The data:

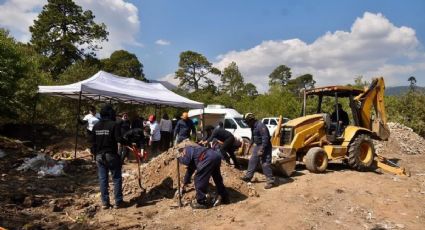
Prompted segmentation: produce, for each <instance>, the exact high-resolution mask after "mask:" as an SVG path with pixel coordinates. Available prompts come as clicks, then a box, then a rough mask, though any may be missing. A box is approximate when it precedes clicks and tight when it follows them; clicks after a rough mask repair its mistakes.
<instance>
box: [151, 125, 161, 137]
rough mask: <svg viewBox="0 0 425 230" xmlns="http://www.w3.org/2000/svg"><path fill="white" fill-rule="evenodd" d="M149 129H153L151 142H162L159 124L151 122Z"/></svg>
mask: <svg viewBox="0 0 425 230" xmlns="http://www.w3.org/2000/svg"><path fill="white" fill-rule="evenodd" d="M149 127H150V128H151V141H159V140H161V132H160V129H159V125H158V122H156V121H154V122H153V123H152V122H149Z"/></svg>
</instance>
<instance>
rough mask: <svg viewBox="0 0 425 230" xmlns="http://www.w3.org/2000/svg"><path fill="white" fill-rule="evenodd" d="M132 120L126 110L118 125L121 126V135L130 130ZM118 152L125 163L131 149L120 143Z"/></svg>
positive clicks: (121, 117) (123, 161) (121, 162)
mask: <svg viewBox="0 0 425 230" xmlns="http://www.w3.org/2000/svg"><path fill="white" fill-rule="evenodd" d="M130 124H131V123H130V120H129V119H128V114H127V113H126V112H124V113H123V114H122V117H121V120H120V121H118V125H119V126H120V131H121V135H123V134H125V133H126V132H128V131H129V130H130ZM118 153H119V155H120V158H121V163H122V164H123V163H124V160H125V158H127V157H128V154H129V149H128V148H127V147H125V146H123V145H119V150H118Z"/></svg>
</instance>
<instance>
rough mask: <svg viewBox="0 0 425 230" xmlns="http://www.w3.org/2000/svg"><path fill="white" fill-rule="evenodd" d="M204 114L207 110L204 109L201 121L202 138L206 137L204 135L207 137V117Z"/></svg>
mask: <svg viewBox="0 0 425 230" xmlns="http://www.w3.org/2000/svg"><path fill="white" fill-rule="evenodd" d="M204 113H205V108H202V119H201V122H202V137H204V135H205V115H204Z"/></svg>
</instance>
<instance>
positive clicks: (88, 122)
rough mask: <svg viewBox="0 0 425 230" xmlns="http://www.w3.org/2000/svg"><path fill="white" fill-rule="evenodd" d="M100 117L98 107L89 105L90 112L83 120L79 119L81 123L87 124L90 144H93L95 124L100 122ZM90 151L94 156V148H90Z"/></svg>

...

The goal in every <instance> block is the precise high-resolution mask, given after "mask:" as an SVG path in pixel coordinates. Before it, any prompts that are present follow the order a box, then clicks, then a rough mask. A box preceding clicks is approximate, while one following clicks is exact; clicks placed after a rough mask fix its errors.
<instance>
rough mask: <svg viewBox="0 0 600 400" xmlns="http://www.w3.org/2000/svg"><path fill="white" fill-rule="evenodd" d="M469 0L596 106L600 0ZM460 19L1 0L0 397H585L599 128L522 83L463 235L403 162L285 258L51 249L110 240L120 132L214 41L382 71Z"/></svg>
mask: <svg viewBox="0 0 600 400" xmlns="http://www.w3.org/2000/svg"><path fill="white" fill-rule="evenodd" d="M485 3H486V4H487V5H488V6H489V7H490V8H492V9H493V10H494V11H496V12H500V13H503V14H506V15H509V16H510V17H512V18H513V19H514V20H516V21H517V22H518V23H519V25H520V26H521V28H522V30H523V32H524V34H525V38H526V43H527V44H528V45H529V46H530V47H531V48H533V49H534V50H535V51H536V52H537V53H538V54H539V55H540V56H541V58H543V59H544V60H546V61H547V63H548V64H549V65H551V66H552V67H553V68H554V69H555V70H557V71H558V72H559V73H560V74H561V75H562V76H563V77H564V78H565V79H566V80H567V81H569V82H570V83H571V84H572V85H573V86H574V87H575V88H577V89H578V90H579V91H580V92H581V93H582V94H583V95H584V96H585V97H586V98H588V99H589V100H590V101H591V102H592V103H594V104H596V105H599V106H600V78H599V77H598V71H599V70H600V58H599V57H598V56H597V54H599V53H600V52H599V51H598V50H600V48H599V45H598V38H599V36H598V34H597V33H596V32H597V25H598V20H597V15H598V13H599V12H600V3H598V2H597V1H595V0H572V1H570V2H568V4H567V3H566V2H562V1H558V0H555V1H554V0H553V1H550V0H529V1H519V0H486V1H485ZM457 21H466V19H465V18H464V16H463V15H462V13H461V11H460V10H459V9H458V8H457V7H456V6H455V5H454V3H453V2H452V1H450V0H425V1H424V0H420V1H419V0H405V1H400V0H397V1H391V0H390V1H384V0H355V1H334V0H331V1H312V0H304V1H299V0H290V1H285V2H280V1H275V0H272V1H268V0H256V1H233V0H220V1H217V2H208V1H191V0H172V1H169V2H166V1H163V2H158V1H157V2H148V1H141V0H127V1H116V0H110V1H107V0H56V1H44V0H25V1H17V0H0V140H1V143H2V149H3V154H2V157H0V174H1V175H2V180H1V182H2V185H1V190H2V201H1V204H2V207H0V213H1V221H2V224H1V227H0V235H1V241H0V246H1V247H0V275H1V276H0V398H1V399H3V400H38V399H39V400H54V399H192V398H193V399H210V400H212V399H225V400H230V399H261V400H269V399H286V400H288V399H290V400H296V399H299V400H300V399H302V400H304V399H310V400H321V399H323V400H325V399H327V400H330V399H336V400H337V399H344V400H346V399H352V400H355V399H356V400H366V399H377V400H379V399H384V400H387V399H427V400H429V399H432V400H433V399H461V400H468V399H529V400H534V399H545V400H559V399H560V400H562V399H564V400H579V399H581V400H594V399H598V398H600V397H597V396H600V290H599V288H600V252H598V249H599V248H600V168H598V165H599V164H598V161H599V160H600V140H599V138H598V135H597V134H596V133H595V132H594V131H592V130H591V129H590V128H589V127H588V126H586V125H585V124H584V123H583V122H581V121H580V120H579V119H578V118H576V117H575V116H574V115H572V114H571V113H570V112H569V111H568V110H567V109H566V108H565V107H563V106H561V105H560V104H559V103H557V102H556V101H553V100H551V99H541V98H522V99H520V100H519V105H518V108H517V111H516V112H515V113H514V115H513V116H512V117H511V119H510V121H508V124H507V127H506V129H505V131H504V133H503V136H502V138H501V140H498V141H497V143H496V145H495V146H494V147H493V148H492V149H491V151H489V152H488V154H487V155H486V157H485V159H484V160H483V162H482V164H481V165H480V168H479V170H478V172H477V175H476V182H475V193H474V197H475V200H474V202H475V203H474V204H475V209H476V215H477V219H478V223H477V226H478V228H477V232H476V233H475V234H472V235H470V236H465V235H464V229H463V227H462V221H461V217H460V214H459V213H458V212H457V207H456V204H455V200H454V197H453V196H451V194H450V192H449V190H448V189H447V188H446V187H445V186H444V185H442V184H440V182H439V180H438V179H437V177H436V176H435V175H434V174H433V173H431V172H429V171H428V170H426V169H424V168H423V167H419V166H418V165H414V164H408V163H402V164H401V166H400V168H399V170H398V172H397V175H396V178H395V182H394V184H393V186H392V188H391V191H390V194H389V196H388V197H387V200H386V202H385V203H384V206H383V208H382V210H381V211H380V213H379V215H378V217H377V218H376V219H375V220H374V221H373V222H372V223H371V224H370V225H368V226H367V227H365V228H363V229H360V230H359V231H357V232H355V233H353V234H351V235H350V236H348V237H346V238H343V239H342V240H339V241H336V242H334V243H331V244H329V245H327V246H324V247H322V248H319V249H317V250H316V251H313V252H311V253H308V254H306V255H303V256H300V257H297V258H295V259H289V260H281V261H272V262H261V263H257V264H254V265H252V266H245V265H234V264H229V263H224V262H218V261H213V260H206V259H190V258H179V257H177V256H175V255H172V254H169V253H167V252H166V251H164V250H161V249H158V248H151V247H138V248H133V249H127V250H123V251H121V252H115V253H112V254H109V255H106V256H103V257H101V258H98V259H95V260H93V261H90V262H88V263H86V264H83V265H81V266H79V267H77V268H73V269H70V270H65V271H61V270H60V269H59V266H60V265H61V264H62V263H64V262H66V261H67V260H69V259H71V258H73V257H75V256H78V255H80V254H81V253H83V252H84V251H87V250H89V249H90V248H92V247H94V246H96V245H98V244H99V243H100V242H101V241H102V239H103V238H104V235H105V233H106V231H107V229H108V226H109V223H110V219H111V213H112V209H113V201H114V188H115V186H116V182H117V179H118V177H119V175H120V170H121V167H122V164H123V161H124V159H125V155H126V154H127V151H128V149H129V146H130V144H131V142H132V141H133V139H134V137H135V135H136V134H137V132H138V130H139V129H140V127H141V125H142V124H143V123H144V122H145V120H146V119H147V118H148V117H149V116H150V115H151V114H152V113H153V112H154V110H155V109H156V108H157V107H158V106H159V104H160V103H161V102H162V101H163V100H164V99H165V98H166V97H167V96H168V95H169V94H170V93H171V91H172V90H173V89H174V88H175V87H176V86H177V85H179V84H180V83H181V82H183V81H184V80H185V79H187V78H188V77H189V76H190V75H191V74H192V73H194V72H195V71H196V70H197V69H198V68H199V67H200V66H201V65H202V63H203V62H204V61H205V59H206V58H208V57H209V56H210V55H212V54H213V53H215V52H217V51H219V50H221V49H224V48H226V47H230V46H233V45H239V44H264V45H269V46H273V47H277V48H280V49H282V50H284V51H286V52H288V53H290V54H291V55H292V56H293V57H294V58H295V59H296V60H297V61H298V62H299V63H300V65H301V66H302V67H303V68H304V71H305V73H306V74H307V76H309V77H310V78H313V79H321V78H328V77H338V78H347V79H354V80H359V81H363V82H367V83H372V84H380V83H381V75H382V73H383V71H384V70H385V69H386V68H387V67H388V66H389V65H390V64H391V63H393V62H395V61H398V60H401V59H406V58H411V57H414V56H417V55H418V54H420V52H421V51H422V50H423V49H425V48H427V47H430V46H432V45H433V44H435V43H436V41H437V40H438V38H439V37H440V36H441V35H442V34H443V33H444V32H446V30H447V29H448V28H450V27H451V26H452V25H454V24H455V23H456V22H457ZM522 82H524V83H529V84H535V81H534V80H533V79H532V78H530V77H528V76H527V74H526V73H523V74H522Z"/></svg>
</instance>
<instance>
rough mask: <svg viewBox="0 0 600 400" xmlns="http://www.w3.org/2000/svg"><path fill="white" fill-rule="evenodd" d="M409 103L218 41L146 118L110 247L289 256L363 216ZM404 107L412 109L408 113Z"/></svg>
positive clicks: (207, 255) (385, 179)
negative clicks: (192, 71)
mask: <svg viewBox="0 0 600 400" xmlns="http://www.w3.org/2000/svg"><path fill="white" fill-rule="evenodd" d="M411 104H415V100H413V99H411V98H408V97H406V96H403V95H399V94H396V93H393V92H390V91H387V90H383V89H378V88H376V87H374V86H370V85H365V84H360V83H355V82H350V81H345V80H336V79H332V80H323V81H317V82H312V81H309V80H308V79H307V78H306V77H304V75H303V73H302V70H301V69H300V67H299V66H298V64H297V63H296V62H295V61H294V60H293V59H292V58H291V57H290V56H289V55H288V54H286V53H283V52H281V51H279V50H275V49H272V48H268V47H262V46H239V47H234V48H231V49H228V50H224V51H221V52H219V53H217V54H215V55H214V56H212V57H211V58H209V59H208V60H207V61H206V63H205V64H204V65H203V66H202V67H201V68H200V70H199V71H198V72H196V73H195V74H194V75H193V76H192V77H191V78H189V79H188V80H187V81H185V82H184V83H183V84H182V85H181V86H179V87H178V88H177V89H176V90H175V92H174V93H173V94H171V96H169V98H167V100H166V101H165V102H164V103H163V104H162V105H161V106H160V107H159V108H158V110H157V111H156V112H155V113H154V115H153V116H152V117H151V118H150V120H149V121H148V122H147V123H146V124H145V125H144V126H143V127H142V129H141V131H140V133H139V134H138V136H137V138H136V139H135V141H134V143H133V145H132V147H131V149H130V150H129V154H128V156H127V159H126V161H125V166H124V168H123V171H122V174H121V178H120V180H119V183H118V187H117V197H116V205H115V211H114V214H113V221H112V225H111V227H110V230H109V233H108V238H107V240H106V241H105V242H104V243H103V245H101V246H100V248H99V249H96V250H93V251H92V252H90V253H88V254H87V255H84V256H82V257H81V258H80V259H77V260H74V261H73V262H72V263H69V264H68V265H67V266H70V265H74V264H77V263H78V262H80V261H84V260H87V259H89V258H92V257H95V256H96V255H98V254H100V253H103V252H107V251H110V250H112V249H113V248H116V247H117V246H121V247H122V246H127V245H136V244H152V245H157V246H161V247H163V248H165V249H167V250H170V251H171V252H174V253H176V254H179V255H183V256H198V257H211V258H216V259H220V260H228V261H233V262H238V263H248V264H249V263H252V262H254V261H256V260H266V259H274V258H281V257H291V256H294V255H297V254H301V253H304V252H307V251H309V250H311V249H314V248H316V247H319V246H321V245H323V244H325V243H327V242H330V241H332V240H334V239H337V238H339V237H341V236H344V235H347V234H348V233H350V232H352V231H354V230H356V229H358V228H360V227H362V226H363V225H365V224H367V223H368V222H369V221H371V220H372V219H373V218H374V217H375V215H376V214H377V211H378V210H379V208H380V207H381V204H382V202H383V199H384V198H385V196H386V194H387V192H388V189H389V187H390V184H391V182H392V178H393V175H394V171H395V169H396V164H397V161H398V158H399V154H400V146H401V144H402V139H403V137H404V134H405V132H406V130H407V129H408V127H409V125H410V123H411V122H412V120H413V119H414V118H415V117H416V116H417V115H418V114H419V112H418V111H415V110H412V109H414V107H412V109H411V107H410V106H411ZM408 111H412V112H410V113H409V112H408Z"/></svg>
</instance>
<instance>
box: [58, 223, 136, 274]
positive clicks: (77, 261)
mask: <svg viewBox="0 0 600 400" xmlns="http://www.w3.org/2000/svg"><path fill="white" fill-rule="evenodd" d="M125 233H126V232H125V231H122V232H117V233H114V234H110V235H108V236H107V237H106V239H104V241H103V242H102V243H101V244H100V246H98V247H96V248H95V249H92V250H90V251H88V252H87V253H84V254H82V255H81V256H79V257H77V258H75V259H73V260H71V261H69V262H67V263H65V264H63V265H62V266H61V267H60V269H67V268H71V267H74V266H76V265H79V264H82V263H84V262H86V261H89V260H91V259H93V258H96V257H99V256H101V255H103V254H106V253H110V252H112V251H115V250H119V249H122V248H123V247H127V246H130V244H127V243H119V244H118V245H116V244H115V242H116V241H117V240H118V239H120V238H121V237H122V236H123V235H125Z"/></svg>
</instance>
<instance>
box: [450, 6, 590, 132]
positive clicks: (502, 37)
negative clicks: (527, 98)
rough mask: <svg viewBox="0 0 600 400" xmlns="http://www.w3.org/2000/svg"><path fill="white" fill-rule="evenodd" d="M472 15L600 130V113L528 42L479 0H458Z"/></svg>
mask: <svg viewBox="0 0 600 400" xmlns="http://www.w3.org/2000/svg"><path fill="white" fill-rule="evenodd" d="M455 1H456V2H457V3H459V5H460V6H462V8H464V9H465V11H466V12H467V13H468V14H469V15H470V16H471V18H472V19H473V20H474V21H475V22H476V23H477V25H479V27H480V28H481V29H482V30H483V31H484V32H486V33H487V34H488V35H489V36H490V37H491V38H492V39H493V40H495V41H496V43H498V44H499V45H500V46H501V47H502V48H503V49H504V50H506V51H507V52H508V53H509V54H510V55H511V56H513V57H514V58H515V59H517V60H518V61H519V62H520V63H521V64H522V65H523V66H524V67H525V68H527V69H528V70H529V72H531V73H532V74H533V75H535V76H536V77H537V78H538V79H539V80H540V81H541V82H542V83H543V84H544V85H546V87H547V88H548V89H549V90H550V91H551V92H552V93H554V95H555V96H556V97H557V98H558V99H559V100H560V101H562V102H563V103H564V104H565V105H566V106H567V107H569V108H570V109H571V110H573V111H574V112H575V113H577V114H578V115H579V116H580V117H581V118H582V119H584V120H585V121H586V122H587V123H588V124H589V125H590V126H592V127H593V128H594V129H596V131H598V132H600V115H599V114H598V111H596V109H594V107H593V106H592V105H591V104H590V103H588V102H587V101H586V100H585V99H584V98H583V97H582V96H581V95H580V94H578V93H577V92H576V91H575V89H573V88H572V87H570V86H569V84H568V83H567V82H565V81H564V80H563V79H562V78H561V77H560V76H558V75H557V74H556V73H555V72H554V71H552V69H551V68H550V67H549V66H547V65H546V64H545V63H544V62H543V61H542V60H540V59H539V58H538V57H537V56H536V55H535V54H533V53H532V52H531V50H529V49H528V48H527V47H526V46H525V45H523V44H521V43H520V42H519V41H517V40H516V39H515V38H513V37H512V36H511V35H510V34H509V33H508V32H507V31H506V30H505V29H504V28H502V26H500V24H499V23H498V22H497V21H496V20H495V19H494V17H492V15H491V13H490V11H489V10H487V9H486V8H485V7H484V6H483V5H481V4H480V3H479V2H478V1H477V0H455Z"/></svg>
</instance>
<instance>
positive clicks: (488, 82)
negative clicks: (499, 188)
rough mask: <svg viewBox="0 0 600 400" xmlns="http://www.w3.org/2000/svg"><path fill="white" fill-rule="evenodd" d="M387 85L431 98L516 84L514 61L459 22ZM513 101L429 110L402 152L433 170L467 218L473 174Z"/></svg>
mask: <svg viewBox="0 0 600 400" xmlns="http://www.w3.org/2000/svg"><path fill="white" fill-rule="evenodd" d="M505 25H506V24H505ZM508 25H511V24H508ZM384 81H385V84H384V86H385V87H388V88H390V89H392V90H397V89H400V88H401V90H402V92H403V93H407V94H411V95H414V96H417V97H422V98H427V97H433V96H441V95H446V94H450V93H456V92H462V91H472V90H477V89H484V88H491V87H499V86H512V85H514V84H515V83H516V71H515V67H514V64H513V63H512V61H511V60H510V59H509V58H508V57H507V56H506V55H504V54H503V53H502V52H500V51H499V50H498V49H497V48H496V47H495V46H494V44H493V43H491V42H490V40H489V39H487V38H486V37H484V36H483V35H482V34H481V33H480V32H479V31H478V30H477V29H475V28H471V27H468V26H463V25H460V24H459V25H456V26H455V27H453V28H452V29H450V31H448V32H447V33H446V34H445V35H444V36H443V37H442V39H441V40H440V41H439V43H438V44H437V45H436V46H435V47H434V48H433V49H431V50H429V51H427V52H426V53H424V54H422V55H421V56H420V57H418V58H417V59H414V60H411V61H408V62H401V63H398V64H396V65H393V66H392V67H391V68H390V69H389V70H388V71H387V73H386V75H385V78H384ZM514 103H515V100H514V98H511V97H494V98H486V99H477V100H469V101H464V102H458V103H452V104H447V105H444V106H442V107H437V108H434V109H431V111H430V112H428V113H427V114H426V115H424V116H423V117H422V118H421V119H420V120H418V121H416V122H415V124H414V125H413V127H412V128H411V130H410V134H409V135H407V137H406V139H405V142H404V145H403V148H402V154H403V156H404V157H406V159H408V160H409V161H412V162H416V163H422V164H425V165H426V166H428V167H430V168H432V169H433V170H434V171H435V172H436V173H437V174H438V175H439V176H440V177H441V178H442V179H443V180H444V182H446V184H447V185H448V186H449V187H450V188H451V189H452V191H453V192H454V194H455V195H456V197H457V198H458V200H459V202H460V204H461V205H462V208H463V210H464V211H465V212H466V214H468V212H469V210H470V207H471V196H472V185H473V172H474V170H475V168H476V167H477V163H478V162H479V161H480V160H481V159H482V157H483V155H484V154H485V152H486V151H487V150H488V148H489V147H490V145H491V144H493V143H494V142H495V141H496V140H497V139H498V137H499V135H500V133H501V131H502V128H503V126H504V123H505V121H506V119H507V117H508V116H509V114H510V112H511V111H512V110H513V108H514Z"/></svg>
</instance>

Problem statement: From the listing above, the lines starting with the one that has "Prompted segmentation: produce, for" and running through the one that has "120L126 110L118 125L121" should be copied exactly, ends included.

Result for this task:
Prompted segmentation: produce, for each <instance>, the exact high-resolution mask after "mask:" as an SVG path with pixel coordinates. Available prompts come as clicks, then a box, then a rough mask, though any may be missing. A box is approximate when it precedes clicks and tight when it follows them; clicks after a rough mask repair its mistakes.
<instance>
box: [151, 125, 161, 137]
rough mask: <svg viewBox="0 0 425 230" xmlns="http://www.w3.org/2000/svg"><path fill="white" fill-rule="evenodd" d="M149 129H153L151 142H162L159 124L151 122Z"/></svg>
mask: <svg viewBox="0 0 425 230" xmlns="http://www.w3.org/2000/svg"><path fill="white" fill-rule="evenodd" d="M149 127H150V128H151V141H159V140H161V132H160V129H159V125H158V122H156V121H154V122H153V123H152V122H149Z"/></svg>
</instance>
<instance>
rough mask: <svg viewBox="0 0 425 230" xmlns="http://www.w3.org/2000/svg"><path fill="white" fill-rule="evenodd" d="M132 120L126 110L118 125L121 126V135L130 130ZM118 152L125 163L131 149L120 143Z"/></svg>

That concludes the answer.